**Given problem:**
Pull out every line in the records below that contains the string "overcast", and copy each one. Matches must have the same uppercase and lowercase letters.

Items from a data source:
━━━━━━━━━━━━━━━━
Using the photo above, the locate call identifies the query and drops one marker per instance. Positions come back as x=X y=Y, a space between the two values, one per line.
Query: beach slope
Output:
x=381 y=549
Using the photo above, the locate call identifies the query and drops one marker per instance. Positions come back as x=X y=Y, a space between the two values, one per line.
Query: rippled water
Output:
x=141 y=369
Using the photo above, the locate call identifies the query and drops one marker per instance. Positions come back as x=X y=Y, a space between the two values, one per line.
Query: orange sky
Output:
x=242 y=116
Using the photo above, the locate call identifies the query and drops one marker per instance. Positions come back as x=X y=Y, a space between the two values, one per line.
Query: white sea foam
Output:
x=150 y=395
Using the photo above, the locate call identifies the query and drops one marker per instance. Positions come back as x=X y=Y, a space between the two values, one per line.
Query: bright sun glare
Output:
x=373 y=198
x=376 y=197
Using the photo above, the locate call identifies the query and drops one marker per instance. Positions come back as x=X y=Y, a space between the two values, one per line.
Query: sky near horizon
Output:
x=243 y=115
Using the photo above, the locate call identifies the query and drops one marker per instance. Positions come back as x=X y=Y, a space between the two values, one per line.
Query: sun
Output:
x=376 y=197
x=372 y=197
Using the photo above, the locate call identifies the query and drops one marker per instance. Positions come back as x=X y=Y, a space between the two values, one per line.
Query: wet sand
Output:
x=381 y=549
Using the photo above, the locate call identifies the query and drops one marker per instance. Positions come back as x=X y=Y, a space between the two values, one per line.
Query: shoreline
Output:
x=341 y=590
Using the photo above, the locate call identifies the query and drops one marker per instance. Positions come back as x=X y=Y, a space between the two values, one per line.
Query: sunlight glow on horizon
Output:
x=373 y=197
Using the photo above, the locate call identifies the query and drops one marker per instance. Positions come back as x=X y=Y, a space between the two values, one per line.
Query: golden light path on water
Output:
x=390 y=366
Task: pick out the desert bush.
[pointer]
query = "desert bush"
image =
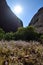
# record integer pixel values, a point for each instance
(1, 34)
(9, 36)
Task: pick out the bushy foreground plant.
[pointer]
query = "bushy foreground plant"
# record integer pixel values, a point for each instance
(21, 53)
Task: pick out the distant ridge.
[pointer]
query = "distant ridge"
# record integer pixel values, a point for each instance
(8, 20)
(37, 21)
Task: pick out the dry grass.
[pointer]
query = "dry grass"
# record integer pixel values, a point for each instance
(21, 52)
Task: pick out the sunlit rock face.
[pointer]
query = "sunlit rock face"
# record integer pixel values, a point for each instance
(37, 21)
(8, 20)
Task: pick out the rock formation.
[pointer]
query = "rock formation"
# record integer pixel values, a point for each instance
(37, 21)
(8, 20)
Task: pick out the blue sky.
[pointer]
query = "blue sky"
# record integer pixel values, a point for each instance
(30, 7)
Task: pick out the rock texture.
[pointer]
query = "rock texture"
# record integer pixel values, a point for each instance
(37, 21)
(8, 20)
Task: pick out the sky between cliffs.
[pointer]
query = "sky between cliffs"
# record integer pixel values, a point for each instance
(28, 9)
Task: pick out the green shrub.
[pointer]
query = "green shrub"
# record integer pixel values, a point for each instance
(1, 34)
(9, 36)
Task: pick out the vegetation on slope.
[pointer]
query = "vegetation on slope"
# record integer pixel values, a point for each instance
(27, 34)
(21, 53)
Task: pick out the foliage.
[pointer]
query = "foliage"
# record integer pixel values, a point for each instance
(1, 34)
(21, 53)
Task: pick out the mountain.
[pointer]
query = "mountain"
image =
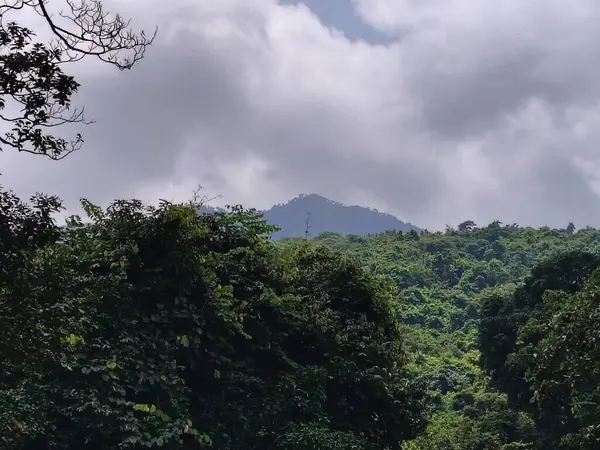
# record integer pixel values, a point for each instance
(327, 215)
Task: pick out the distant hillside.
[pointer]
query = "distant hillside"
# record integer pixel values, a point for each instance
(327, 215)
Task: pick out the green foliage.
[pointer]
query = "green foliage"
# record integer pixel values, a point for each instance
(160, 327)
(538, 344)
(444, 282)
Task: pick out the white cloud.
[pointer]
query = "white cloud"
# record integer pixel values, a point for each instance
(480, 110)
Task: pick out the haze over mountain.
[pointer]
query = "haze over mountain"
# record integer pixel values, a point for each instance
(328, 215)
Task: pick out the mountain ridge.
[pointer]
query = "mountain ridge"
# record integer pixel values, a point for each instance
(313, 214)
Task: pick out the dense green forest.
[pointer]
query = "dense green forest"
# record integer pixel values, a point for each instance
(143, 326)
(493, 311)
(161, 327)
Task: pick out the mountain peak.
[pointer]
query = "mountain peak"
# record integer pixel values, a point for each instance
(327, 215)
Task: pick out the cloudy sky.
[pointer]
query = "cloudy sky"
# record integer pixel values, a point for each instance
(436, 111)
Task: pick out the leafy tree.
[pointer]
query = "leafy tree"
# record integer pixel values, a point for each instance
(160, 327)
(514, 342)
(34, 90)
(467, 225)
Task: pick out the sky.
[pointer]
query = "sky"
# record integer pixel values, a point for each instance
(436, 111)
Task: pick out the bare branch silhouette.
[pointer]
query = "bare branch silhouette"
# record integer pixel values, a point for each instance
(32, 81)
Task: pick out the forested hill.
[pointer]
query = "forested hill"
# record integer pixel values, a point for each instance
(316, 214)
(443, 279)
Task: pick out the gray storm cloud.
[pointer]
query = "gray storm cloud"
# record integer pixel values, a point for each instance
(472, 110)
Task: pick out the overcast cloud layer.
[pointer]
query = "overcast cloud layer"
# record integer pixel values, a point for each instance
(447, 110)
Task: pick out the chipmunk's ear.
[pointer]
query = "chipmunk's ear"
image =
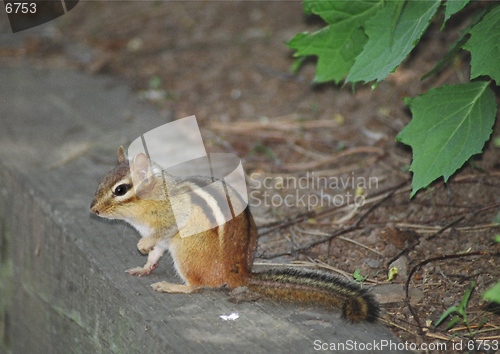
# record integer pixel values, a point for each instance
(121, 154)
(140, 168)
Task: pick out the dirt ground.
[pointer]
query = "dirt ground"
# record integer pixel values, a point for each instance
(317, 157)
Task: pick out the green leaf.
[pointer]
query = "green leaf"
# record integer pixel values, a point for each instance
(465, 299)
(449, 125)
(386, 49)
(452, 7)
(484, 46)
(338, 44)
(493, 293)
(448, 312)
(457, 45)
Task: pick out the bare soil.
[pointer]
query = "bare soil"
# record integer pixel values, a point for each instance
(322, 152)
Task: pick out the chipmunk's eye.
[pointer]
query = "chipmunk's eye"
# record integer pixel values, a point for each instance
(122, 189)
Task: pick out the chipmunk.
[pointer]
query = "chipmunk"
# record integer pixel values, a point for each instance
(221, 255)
━━━━━━━━━━━━━━━━
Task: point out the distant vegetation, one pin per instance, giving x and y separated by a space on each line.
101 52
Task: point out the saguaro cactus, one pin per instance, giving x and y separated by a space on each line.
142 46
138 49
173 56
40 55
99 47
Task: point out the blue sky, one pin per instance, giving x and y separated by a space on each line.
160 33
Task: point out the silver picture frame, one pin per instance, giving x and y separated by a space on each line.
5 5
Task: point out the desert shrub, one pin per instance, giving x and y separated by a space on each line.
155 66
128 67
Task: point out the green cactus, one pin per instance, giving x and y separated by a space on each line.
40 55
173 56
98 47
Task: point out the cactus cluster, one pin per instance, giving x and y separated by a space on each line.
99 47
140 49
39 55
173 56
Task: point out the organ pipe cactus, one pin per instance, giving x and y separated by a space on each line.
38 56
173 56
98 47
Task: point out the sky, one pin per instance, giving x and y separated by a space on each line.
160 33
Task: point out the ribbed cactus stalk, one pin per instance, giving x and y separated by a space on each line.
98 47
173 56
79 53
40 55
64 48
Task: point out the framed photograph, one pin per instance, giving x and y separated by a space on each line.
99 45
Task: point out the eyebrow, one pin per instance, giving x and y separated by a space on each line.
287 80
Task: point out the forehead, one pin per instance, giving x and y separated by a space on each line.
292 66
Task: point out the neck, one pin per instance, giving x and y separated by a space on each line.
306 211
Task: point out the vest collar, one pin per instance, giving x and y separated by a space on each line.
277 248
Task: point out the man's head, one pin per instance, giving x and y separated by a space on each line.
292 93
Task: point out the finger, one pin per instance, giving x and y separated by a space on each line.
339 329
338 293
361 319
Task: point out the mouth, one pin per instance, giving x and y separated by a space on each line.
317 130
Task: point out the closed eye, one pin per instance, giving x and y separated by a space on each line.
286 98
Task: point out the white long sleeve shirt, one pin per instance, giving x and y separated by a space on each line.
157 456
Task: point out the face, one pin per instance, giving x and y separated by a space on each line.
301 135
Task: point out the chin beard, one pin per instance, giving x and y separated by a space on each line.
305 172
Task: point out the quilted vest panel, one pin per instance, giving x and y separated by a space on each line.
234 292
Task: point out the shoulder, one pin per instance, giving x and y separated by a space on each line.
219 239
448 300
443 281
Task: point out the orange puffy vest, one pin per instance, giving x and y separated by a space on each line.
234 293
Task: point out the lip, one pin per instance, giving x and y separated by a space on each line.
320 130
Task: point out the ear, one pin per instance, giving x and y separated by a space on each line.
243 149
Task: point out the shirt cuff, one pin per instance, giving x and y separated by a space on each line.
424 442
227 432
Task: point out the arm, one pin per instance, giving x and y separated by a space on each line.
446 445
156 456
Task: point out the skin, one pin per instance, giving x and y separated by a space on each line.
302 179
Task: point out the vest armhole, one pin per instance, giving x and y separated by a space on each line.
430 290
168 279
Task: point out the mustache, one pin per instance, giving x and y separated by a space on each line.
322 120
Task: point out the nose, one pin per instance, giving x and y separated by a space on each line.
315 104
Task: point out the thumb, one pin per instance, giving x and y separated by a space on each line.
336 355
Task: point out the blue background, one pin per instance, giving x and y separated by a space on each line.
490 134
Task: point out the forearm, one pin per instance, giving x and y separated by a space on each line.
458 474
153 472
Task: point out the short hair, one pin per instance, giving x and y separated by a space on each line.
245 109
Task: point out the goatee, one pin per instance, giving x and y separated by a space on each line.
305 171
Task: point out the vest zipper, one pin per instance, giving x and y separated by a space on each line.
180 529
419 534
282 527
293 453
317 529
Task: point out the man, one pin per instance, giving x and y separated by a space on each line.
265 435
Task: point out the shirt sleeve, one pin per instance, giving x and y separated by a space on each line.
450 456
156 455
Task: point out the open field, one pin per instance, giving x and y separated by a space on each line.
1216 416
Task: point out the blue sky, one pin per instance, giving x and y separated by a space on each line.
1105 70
━━━━━━━━━━━━━━━━
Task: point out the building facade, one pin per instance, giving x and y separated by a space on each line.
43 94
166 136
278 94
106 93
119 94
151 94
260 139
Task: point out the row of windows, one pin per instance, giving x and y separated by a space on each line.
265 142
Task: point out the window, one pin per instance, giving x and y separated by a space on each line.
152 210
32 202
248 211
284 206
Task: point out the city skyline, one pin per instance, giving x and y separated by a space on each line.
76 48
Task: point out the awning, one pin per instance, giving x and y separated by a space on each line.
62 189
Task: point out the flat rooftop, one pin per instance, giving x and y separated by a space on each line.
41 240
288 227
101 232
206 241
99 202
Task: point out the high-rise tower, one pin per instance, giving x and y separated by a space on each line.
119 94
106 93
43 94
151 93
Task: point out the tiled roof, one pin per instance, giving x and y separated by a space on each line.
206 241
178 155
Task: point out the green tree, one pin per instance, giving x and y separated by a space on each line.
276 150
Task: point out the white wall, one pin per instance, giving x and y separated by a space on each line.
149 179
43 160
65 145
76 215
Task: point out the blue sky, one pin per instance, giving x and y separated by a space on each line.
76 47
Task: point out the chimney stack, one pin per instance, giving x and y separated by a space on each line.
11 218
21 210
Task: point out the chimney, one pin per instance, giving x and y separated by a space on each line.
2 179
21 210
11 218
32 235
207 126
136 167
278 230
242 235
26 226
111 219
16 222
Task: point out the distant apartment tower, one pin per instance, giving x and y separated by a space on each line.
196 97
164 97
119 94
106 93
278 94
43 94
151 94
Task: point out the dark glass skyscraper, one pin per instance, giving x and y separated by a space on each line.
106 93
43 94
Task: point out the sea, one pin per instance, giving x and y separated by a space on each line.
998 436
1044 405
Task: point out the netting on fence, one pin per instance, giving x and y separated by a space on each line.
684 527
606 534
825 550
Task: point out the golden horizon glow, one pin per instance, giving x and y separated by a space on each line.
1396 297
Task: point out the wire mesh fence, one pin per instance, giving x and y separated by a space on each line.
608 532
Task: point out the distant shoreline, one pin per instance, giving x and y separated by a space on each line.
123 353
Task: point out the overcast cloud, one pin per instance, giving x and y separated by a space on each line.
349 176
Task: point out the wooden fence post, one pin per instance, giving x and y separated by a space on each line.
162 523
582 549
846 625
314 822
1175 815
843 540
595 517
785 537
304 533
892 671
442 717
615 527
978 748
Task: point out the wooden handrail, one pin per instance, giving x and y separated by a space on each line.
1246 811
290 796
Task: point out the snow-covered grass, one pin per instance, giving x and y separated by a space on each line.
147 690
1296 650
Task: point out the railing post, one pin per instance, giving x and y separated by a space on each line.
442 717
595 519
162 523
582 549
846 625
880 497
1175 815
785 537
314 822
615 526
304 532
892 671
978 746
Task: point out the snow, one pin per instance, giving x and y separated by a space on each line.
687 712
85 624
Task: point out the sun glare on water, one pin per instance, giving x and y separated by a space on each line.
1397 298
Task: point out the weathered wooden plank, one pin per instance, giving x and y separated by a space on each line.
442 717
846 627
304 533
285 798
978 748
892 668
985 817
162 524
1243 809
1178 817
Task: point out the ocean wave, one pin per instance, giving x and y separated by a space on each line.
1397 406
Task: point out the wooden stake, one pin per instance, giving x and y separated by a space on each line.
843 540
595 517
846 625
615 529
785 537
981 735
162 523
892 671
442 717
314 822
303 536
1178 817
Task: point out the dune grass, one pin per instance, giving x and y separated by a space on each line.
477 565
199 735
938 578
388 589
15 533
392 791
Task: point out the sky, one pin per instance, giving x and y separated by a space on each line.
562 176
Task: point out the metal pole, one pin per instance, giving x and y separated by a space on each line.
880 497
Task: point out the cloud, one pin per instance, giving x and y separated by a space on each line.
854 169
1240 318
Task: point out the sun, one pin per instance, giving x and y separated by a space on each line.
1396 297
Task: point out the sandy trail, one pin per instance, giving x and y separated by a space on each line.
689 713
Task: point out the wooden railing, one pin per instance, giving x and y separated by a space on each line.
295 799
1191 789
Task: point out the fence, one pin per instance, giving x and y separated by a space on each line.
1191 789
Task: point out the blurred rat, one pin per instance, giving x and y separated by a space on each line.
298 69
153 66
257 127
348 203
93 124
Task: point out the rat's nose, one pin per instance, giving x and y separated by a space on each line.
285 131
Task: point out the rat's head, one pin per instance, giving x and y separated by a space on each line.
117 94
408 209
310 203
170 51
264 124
━━━━━━━━━━━━━━━━
**Solved exercise:**
Task: pick out the overcast cloud layer.
query = "overcast cloud layer"
Task: point out the overcast cloud, one pin per instance, giving x and y separated by a space on each line.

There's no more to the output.